(Dataset records)
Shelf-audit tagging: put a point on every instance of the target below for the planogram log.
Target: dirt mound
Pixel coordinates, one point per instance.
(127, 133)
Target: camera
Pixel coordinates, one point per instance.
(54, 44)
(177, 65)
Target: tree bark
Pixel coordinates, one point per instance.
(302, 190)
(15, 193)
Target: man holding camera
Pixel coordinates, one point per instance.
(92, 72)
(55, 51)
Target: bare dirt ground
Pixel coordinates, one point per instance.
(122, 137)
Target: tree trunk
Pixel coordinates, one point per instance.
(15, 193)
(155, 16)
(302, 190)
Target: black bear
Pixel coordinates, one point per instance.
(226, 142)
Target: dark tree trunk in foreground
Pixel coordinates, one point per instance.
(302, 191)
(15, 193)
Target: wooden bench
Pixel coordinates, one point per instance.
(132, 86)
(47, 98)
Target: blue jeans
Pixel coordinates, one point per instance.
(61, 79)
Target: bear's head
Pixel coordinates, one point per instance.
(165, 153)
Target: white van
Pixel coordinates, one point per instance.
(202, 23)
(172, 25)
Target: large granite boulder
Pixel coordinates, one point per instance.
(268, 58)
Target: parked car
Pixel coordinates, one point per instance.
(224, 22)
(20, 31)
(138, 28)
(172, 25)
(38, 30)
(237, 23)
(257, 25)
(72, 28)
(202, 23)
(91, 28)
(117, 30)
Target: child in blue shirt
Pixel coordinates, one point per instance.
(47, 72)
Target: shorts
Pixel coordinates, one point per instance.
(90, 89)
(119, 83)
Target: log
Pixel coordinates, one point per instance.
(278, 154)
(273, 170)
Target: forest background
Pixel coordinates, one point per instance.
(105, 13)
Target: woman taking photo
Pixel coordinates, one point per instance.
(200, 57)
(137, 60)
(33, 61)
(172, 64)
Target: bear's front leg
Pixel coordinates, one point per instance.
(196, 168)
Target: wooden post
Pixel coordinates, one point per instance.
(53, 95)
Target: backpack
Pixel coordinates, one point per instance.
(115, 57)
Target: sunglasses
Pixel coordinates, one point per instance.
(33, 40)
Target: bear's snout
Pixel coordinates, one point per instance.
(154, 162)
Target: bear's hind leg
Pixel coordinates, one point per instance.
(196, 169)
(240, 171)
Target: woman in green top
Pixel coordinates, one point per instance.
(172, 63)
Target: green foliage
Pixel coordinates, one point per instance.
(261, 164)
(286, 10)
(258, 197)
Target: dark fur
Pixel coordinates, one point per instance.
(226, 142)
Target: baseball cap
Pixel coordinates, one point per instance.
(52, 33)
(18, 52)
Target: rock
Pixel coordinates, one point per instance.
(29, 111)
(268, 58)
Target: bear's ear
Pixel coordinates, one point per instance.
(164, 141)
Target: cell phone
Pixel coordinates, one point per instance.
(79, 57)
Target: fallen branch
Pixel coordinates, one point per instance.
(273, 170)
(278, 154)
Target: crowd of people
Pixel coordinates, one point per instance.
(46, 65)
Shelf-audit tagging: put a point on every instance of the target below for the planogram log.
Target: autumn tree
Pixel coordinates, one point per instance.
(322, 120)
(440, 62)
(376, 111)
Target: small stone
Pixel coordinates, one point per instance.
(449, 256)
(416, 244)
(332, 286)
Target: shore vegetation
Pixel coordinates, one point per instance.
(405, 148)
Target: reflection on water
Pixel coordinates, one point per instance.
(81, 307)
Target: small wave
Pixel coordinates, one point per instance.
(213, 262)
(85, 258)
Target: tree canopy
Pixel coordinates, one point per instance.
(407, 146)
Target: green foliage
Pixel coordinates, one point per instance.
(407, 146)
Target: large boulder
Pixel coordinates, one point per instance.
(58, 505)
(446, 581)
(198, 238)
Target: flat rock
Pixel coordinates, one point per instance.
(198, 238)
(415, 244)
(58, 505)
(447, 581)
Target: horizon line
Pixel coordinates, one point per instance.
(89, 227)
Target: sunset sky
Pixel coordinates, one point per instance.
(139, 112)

- **EXERCISE GOAL**
Rewrite the listing above as a numbered list with one line per item, and leave out any blank lines.

- **SOLVED PROBLEM**
1. Shelf-audit tagging: put a point on every instance of the target below for the planogram log.
2. Target: dirt mound
3. Pixel coordinates, one point per instance.
4. (127, 133)
5. Target: camera
6. Pixel coordinates, one point per instance.
7. (54, 44)
8. (177, 65)
9. Target: tree bark
10. Pixel coordinates, one point per instance.
11. (302, 190)
12. (15, 193)
13. Target: man holding camera
14. Pixel coordinates, one point per instance.
15. (92, 72)
16. (55, 51)
17. Target: bare dirt ground
18. Pixel coordinates, one point per instance.
19. (122, 137)
20. Target: tree trunk
21. Pixel coordinates, one point per instance.
22. (15, 193)
23. (155, 16)
24. (302, 190)
25. Target: black bear
26. Pixel coordinates, one point per instance.
27. (226, 142)
28. Target: dark tree trunk in foreground
29. Pixel coordinates, one point per instance.
30. (302, 191)
31. (15, 193)
32. Target: wooden bench
33. Pixel coordinates, one point per instance.
34. (132, 86)
35. (47, 98)
36. Target: blue jeans
37. Pixel coordinates, one point per instance.
38. (61, 79)
39. Target: bear's head
40. Pixel coordinates, one point per instance.
41. (165, 153)
42. Target: white van
43. Pixel coordinates, one point per instance.
44. (202, 23)
45. (172, 25)
46. Target: large granite boulder
47. Pixel coordinates, one point per instance.
48. (268, 58)
49. Target: parked car
50. Pixel coordinates, one point per instance.
51. (224, 22)
52. (20, 31)
53. (138, 28)
54. (172, 25)
55. (38, 30)
56. (237, 23)
57. (257, 25)
58. (72, 28)
59. (202, 23)
60. (91, 28)
61. (117, 30)
62. Target: child in blue shirt
63. Pixel coordinates, one point per instance.
64. (47, 72)
65. Target: shorts
66. Pixel coordinates, one point per instance.
67. (90, 89)
68. (119, 83)
69. Target: log
70. Pixel coordinates, one point per instance.
71. (278, 154)
72. (273, 170)
73. Target: forest background
74. Pixel coordinates, one point per instance.
75. (105, 13)
76. Target: woman taking photo
77. Pixel coordinates, one point per instance.
78. (200, 57)
79. (137, 60)
80. (33, 61)
81. (172, 64)
82. Target: bear's front leg
83. Pixel coordinates, one point per instance.
84. (196, 168)
85. Target: wooden post
86. Pixel coordinates, one point per instance.
87. (53, 95)
88. Target: backpack
89. Pixel coordinates, one point per instance.
90. (115, 57)
91. Target: sunglasses
92. Pixel coordinates, one point per instance.
93. (33, 40)
94. Target: bear's snout
95. Pixel coordinates, one point per instance.
96. (154, 162)
97. Target: bear's hind leg
98. Pixel coordinates, one point per instance.
99. (196, 169)
100. (240, 171)
101. Target: woman in green top
102. Pixel coordinates, one point per instance.
103. (172, 63)
104. Target: green foliage
105. Pixel coordinates, one point per instance.
106. (261, 164)
107. (286, 10)
108. (258, 197)
109. Target: dark fur
110. Pixel coordinates, one point per instance.
111. (226, 142)
112. Target: baseball cap
113. Pixel coordinates, one point per instance.
114. (52, 33)
115. (18, 52)
116. Target: rock
117. Pixel coordinates, one point per instance.
118. (29, 111)
119. (268, 58)
120. Target: bear's ear
121. Pixel coordinates, one point per instance.
122. (164, 141)
123. Target: cell phone
124. Pixel coordinates, one point per instance.
125. (79, 57)
126. Target: fallen branch
127. Pixel coordinates, one point per instance.
128. (273, 170)
129. (278, 154)
130. Target: crowd of people
131. Pixel coordinates, one point per instance.
132. (46, 65)
133. Shelf-audit tagging: put a point on every instance of the target below for the planogram log.
134. Target: autumn tree
135. Pixel coordinates, one point per instance.
136. (322, 120)
137. (440, 62)
138. (376, 111)
139. Target: small stone
140. Pixel coordinates, one point per instance.
141. (449, 256)
142. (416, 244)
143. (332, 286)
144. Target: shore vegetation
145. Pixel coordinates, one point per instance.
146. (405, 148)
147. Target: reflection on water
148. Pixel coordinates, one point per instance.
149. (81, 307)
150. Target: small wave
151. Pixel coordinates, one point per instance.
152. (213, 262)
153. (85, 258)
154. Target: tree canopy
155. Pixel coordinates, one point per instance.
156. (407, 146)
157. Target: green foliage
158. Pixel coordinates, one point per instance.
159. (407, 146)
160. Target: large boulder
161. Pixel coordinates, one point per instance.
162. (58, 505)
163. (446, 581)
164. (198, 238)
165. Target: flat rock
166. Pixel coordinates, one point per instance.
167. (198, 238)
168. (415, 244)
169. (58, 505)
170. (447, 581)
171. Target: horizon line
172. Pixel coordinates, one point per instance.
173. (89, 227)
174. Target: sunset sky
175. Pixel coordinates, one point per instance.
176. (139, 112)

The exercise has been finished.